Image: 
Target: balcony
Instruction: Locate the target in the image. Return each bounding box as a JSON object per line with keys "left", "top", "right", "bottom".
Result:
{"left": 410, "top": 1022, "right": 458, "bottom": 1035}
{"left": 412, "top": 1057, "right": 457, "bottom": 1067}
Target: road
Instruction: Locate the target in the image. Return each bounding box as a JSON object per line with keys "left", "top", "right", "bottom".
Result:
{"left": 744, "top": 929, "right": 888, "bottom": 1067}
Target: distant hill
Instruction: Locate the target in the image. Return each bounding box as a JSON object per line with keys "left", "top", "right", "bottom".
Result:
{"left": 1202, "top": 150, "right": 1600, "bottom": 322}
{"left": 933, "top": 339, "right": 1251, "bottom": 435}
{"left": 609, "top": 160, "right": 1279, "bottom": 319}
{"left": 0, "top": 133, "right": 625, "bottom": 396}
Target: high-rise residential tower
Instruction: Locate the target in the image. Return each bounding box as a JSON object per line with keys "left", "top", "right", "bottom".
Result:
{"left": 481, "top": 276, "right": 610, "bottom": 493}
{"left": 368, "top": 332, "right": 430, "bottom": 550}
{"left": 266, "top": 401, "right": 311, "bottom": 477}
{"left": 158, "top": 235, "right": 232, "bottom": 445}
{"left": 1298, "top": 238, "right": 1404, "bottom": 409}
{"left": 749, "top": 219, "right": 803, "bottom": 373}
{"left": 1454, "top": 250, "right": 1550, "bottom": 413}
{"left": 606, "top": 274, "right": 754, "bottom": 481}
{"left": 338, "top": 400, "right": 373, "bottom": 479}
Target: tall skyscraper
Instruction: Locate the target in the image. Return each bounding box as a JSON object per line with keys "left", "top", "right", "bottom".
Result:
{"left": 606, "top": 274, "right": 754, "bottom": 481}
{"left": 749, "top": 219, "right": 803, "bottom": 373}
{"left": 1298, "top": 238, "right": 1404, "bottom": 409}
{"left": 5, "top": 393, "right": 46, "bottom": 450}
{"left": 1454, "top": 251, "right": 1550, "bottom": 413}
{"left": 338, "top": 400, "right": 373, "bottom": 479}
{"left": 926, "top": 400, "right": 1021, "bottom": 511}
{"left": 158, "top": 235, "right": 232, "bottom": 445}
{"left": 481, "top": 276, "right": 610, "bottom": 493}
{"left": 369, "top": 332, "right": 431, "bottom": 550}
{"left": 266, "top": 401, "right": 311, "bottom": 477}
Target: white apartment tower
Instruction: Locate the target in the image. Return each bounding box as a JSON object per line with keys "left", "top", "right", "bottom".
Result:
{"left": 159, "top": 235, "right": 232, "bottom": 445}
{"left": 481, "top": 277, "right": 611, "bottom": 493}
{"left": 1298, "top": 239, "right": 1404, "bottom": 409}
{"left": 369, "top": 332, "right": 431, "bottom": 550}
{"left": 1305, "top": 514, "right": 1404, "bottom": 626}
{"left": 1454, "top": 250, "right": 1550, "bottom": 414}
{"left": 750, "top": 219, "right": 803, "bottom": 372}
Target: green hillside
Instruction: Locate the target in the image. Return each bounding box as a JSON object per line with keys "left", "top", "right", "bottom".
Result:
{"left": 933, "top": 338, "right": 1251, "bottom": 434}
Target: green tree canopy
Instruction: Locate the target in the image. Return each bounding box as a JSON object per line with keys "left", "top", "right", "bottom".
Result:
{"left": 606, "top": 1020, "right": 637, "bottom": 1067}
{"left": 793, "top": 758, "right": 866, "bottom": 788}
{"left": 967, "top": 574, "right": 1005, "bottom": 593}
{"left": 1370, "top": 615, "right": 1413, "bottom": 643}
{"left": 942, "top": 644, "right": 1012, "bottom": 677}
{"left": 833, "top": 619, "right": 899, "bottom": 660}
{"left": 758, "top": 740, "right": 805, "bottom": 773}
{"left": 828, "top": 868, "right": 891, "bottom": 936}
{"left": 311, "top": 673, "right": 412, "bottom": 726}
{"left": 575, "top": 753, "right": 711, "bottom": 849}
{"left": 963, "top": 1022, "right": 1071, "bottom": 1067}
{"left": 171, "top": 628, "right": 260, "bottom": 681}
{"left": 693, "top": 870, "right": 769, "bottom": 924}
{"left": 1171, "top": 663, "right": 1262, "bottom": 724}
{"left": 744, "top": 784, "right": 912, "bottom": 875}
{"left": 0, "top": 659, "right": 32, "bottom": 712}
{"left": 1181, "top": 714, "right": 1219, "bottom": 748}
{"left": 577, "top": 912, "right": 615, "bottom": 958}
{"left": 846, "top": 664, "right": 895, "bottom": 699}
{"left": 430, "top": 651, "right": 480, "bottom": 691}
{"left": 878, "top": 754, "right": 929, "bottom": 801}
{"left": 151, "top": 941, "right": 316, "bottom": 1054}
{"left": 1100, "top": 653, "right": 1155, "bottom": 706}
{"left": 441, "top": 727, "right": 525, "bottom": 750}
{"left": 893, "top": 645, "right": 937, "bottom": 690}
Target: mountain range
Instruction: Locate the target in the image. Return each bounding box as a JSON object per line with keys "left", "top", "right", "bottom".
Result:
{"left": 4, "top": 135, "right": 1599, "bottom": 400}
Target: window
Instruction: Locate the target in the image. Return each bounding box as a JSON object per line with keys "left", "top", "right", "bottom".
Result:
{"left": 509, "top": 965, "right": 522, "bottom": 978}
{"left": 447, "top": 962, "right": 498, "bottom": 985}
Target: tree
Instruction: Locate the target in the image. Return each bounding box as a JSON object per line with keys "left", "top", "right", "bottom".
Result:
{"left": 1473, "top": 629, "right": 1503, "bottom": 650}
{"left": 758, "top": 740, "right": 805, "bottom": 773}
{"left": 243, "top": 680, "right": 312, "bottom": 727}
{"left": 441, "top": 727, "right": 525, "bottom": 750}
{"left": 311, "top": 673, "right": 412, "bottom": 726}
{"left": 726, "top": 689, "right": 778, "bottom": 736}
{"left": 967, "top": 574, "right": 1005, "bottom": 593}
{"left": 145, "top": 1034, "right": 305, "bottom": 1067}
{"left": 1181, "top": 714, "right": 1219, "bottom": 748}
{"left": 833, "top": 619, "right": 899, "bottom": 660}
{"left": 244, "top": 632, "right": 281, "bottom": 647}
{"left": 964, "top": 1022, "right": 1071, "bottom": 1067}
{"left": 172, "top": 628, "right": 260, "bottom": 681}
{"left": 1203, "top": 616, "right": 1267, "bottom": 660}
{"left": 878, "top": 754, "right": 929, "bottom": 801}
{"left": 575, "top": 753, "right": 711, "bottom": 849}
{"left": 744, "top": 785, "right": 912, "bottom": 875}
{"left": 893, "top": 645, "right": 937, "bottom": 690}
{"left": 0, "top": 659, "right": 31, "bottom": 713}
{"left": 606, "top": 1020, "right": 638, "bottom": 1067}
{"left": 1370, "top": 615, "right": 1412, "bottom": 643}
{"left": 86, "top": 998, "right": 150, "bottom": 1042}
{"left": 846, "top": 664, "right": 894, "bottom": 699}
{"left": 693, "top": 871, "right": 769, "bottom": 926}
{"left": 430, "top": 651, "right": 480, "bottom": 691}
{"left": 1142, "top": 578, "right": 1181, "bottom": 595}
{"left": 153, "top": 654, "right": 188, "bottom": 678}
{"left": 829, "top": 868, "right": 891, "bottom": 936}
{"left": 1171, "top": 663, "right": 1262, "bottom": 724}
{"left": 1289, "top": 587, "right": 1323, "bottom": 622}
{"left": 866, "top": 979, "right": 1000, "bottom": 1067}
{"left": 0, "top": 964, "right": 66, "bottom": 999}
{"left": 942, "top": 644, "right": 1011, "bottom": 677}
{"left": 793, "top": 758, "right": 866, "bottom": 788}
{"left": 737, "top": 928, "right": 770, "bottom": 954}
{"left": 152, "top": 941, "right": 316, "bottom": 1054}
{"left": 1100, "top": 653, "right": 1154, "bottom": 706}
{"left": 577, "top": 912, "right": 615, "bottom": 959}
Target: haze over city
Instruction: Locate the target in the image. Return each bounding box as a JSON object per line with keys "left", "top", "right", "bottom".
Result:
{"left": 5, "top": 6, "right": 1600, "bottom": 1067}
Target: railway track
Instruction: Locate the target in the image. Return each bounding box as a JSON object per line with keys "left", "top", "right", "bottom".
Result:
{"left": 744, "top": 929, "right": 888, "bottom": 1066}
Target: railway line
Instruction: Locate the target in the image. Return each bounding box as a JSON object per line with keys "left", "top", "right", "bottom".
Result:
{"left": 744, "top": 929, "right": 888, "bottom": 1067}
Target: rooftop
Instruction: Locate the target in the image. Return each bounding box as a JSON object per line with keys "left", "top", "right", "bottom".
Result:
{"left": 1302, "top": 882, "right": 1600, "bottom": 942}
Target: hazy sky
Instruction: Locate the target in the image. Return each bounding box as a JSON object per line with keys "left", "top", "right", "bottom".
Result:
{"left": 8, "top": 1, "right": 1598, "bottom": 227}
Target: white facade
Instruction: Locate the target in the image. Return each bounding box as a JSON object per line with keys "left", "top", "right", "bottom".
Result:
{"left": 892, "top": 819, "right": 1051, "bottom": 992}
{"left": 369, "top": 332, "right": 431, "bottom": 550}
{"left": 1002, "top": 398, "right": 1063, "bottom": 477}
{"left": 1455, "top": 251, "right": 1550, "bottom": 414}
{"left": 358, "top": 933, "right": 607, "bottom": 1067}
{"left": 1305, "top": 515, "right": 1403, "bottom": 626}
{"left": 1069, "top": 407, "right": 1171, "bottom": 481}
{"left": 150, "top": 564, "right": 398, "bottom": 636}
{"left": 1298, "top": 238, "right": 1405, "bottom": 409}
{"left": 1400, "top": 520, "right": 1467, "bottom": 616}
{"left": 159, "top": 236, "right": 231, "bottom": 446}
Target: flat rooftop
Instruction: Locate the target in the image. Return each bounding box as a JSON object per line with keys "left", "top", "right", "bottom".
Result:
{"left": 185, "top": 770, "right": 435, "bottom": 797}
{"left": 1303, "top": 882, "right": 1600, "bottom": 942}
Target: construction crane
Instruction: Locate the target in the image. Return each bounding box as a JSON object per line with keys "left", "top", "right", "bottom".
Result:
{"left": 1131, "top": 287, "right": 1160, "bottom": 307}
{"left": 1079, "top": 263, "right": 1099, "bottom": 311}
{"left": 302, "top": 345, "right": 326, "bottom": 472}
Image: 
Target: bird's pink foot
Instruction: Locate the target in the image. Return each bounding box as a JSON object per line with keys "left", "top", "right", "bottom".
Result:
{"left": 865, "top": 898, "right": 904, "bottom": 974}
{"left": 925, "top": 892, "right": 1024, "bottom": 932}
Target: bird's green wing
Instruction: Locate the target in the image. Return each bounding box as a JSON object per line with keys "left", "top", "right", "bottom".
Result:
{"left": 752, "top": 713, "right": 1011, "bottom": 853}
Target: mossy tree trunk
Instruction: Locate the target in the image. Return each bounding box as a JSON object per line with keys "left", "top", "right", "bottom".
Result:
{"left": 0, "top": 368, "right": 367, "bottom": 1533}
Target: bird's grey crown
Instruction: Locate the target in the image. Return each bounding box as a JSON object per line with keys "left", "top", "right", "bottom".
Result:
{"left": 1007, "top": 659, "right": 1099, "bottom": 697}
* * *
In the listing, find each line with the string "green" and copy it.

■ Answer for this exercise ■
Target: green hillside
Target: green tree canopy
Target: bird's green wing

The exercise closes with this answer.